# PROBLEM DESCRIPTION:
Where does the string "find" occur in the records below? Copy every line that holds it.

(Free-text object descriptions)

== Segment start ==

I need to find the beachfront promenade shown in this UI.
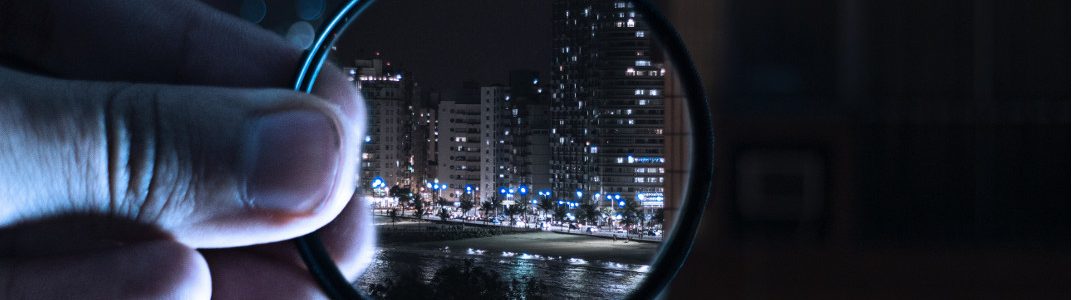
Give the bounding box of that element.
[372,211,664,243]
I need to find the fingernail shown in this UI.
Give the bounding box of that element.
[245,110,340,214]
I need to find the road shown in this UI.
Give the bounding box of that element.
[372,209,664,243]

== Segment end ==

# EXERCISE RESULT:
I need to find the beachfront promenade shown in this UI.
I need to find the fingernail shown in this UI.
I need to find the road shown in this UI.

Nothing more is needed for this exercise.